→ **What you need to do**: Copy every line of the listing below word for word, without changing anything.

→ **Information shown**:
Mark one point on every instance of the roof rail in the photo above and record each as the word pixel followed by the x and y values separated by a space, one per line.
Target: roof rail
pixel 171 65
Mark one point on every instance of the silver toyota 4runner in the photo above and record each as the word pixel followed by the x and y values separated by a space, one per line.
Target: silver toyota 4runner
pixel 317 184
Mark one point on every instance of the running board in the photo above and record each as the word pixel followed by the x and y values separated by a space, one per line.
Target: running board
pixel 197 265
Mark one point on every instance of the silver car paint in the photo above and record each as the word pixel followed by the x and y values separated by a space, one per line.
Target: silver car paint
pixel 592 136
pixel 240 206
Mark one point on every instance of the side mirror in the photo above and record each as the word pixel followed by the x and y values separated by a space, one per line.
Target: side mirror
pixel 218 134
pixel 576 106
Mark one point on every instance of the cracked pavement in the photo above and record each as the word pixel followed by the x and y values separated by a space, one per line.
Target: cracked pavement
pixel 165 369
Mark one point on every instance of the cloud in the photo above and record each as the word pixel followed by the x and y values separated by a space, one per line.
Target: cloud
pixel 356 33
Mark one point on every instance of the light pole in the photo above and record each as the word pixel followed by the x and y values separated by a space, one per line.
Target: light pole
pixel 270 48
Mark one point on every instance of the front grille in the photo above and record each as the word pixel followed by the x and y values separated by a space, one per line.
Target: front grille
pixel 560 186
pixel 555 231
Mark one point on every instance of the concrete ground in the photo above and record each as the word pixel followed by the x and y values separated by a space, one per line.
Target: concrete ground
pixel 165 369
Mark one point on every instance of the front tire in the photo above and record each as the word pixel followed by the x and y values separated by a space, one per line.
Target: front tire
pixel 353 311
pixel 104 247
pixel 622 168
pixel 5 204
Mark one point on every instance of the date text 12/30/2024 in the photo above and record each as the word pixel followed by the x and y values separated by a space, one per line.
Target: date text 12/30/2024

→ **The output**:
Mark one point on every instance of the roof rail in the photo above and record each as the word pixel followed by the x and y values separated by a space, one per line.
Target: roof rail
pixel 171 65
Mark one point on every instance of the silver toyota 4runner in the photo above and record each as the word pixel followed by the x and y values separated by a space, one per line.
Target: silver toyota 4runner
pixel 317 184
Mark one point on every instance of the running board in the photo above and record each as the word pixel followed by the x and y values separated by a space, one per line.
Target: running board
pixel 197 265
Mark one point on every instance of the silver car paint in the photo above and record each as the word pixel followed by the x and y values separated by a space, one per line.
Target: silver car paint
pixel 592 136
pixel 240 206
Mark one point on every instance of the side mirror in the photo above and record each as the word pixel followed by the x and y values separated by a space, one per line.
Target: side mirror
pixel 218 134
pixel 576 106
Mark one point on every instance of the cracked pavement in the photo above and record each as the word pixel followed by the x and y values separated by a space, one per line.
Target: cracked pavement
pixel 165 369
Mark one point on every instance of the cloud in the photo above and record each as the word pixel followed by the x and y values separated by a space, one per line.
Target: cloud
pixel 356 33
Mark one point on every instance of the light pole in the photo above and record each as the word pixel followed by the x and y values separated by a space, one per line.
Target: light pole
pixel 270 48
Mark one point on every instance of the front grille in the photo above and record each as the word pixel followed by the x and y values separated by a space, one per line.
Target: front grille
pixel 560 186
pixel 555 231
Mark one point on every instance of the concrete ground in the photo above and record each as the word pixel followed by the x and y values separated by a space, one per line.
Target: concrete ground
pixel 165 369
Mark one point on every instance of the front tire in the photo above and record each as the word pixel followed by the x and y values separated by a space, one per line.
Target: front tire
pixel 353 311
pixel 104 247
pixel 622 168
pixel 5 204
Mark one point on every instance of the date text 12/30/2024 in the photo above and record each as the word pixel followed by the x and y values separated by a space, one per line.
Target: date text 12/30/2024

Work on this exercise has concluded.